*Task description*. Extract each line of the data below exactly as written.
=== Section Start ===
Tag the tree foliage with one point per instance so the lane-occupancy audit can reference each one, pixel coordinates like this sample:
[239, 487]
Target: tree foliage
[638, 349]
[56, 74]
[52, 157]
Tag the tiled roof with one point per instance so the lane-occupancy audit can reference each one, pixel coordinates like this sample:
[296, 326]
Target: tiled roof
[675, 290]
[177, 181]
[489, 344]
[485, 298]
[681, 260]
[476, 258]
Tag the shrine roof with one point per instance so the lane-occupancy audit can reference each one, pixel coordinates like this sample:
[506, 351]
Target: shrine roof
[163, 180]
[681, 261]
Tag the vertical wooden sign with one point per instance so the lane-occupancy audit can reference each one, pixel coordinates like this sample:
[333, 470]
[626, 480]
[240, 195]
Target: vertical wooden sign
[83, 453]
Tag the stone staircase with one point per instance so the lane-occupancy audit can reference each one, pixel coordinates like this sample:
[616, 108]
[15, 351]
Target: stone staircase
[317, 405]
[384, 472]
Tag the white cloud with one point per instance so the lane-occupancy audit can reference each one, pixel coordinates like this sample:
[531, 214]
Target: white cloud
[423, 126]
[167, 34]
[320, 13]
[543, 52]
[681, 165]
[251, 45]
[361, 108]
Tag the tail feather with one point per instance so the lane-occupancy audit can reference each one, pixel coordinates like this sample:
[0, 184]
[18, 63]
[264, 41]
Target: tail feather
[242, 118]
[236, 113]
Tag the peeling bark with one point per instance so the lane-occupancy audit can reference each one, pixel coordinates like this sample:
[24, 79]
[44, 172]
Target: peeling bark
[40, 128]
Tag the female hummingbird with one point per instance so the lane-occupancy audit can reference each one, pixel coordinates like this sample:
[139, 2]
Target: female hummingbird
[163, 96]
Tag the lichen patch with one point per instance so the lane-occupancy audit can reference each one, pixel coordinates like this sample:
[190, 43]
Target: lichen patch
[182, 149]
=== Section End ===
*Result of the exercise*.
Tag the tree foliage with one point per instance so the lane-occupancy audit can reference each one, pixel coordinates like this sample:
[239, 487]
Target: tree foliage
[638, 349]
[56, 74]
[52, 157]
Tag the tiled roof with one point per instance so the lane-occupancy audit can reference each one, pixel coordinates like this sample:
[296, 326]
Target: tiled roof
[675, 290]
[177, 181]
[489, 344]
[485, 298]
[681, 260]
[476, 258]
Tag the shrine roof with one point per instance so the lane-occupancy audit can reference each one, pixel coordinates like this sample:
[506, 351]
Target: shrine roof
[163, 180]
[681, 261]
Tag the vertical wooden sign with one point per instance so the lane-occupancy audit can reference each one, pixel coordinates like this sample:
[333, 470]
[626, 480]
[240, 195]
Target: vertical wooden sign
[83, 453]
Tag the stone staircase with one point per instance so the lane-occupancy audit can reference each one, pixel coordinates like this sample:
[616, 108]
[15, 351]
Target: stone staircase
[317, 405]
[384, 472]
Tag the white cloud with one point per instance so the lane-occupancy audit can reference each one, pixel coordinates like this sample:
[531, 214]
Target: white cloud
[423, 126]
[167, 34]
[320, 13]
[543, 52]
[681, 165]
[251, 45]
[361, 108]
Tag the tail feather with one point per instance so the lane-occupancy audit can reference each one, pixel coordinates like this sample:
[0, 184]
[18, 63]
[264, 41]
Target: tail feather
[242, 118]
[236, 113]
Tag the peeling bark with one point per instance so the lane-occupancy audit can reference each one, pixel coordinates like this sample:
[24, 79]
[44, 172]
Target: peeling bark
[40, 128]
Tag the female hummingbird with one point per instance so the lane-occupancy audit can reference each one, pixel coordinates like this sample:
[139, 2]
Target: female hummingbird
[163, 96]
Tag the lichen patch with one point per instance so the lane-occupancy audit can reference each one, pixel coordinates like this sample:
[190, 43]
Target: lichen patch
[182, 149]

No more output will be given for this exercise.